INSTRUCTIONS TO FOLLOW:
Collect every line below that contains the word "column".

RECORDED DATA:
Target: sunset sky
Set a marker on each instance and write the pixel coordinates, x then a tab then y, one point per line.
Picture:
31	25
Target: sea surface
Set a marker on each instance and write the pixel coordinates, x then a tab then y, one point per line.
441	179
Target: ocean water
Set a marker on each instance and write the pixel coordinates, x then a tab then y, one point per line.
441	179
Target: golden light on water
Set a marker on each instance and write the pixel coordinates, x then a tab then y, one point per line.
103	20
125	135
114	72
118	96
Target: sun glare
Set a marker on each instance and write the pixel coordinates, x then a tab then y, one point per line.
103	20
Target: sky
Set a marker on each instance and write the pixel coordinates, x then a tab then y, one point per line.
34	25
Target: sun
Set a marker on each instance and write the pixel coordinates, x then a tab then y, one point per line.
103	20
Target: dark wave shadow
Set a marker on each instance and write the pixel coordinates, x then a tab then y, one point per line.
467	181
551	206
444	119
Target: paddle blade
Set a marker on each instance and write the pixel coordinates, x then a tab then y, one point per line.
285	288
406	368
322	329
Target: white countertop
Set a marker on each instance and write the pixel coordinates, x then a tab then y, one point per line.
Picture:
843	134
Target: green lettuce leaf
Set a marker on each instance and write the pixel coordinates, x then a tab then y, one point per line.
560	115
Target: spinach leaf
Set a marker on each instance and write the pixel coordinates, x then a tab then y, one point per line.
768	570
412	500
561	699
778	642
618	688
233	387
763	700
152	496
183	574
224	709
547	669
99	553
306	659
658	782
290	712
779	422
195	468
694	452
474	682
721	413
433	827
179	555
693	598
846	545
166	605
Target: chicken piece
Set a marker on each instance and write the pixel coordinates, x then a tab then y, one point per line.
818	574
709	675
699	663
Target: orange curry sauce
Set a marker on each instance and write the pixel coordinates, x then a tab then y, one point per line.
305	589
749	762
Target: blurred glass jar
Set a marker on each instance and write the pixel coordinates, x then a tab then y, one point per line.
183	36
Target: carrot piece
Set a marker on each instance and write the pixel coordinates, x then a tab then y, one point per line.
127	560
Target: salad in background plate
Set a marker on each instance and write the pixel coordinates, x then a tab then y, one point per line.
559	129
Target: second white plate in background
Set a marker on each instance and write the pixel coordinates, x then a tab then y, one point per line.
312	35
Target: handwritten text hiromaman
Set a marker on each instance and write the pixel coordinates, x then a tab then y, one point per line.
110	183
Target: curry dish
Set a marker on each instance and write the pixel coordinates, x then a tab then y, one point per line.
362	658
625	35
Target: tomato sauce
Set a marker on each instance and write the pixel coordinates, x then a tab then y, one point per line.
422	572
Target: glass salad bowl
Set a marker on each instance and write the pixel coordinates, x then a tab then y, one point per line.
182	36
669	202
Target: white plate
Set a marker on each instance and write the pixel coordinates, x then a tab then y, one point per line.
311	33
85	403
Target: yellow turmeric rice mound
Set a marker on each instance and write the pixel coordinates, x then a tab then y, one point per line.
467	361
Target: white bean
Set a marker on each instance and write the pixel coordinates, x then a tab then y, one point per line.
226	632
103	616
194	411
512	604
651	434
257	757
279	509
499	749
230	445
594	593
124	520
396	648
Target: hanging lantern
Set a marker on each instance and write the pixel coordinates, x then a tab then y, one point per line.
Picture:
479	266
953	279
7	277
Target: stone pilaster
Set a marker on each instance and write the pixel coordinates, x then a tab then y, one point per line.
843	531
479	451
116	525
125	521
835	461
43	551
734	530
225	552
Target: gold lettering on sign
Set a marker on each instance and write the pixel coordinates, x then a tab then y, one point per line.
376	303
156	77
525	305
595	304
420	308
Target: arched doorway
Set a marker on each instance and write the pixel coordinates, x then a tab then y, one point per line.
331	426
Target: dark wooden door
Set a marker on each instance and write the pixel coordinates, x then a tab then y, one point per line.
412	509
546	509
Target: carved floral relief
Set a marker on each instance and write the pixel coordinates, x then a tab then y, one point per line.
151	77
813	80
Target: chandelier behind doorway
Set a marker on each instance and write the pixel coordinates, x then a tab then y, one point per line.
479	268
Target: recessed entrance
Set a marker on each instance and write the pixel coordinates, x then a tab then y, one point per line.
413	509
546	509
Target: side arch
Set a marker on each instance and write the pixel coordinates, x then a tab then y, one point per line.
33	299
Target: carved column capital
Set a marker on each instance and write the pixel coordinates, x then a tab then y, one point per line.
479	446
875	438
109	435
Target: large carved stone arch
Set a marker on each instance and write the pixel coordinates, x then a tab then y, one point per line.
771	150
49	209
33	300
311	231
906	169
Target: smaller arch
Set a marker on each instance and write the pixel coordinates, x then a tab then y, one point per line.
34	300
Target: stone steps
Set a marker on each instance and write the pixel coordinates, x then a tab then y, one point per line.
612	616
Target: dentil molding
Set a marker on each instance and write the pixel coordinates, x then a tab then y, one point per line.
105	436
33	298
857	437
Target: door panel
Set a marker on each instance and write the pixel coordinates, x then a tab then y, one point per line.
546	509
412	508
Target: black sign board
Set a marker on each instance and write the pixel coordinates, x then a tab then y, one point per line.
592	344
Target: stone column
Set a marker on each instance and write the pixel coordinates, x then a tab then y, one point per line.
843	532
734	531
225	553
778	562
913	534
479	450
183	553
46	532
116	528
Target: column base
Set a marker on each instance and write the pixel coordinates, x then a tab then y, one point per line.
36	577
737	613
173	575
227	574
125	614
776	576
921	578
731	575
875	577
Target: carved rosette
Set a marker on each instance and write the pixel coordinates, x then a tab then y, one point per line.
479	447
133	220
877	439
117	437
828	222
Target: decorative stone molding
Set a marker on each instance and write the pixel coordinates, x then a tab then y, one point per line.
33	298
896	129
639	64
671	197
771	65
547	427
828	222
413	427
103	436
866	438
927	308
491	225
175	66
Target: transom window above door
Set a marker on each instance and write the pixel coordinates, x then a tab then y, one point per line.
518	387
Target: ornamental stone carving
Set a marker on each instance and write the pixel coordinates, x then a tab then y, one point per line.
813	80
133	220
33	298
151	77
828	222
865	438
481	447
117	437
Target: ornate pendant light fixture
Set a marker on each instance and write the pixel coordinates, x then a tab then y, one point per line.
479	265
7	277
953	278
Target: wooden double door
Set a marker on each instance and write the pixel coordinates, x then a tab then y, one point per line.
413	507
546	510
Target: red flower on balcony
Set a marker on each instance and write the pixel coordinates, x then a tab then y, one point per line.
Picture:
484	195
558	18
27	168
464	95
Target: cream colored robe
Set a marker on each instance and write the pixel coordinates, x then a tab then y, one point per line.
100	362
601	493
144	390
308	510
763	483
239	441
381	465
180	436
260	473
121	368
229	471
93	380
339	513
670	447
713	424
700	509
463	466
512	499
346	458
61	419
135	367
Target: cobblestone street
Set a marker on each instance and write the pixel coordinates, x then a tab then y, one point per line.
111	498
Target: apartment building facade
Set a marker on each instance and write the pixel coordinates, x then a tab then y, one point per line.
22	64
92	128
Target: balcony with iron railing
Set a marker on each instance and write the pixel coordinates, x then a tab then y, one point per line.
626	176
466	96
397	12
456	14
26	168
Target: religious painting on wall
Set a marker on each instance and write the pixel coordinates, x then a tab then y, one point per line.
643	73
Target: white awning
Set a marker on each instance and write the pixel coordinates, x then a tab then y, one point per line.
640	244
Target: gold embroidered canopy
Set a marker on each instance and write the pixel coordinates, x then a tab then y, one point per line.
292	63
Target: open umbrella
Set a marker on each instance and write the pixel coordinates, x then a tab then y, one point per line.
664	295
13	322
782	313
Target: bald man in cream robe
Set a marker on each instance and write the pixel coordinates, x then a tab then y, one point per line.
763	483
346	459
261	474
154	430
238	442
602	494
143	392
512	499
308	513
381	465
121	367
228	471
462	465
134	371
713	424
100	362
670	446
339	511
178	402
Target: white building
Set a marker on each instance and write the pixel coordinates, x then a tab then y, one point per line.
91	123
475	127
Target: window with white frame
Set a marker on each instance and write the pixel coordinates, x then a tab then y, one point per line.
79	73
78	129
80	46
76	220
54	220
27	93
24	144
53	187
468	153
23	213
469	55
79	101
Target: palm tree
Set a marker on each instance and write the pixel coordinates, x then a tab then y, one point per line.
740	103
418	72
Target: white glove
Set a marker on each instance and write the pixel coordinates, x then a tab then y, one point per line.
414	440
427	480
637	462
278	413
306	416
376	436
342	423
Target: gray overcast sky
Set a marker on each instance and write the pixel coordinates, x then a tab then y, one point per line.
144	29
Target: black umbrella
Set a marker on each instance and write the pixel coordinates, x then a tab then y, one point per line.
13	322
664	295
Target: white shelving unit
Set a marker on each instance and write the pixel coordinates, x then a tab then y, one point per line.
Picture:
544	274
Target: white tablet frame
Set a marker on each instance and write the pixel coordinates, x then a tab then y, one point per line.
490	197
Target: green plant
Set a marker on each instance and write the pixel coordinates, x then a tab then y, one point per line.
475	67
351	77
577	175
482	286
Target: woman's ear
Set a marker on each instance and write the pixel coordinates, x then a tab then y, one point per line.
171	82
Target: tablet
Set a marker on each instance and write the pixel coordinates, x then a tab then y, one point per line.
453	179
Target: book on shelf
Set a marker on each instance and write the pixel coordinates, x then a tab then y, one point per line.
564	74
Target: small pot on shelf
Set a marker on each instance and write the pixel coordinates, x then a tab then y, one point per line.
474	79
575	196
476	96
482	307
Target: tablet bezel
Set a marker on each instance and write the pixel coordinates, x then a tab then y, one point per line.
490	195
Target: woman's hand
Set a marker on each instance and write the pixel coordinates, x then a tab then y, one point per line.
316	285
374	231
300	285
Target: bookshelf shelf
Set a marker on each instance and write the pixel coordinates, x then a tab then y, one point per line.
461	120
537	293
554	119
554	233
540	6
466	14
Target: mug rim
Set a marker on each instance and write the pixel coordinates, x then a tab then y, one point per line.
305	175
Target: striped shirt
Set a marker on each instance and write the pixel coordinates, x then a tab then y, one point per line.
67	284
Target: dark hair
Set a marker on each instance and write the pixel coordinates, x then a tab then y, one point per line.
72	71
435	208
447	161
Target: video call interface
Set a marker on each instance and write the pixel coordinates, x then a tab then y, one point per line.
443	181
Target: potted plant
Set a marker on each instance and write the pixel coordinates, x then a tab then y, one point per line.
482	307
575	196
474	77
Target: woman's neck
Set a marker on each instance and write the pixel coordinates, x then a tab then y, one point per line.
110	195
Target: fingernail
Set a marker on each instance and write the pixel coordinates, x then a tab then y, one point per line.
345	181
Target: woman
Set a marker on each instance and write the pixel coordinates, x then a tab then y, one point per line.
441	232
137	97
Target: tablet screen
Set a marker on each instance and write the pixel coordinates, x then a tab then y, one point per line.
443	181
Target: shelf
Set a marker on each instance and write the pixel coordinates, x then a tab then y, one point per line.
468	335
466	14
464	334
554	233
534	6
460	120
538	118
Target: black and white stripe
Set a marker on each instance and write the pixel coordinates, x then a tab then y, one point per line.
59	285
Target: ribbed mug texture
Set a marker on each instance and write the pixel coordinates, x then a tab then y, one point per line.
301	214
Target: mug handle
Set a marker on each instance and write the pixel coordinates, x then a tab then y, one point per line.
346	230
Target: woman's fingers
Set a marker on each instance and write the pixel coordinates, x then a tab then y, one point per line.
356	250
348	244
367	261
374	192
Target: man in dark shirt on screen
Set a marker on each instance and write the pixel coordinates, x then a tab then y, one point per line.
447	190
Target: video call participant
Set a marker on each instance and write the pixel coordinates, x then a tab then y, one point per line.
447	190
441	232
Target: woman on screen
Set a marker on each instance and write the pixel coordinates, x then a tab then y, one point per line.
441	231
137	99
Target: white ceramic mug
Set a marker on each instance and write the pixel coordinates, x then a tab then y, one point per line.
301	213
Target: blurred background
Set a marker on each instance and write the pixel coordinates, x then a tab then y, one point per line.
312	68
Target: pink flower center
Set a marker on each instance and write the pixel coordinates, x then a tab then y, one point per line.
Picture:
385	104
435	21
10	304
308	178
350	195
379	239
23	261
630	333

ANSWER SECTION:
Target: carved column capital
Target: stone column
Target: column base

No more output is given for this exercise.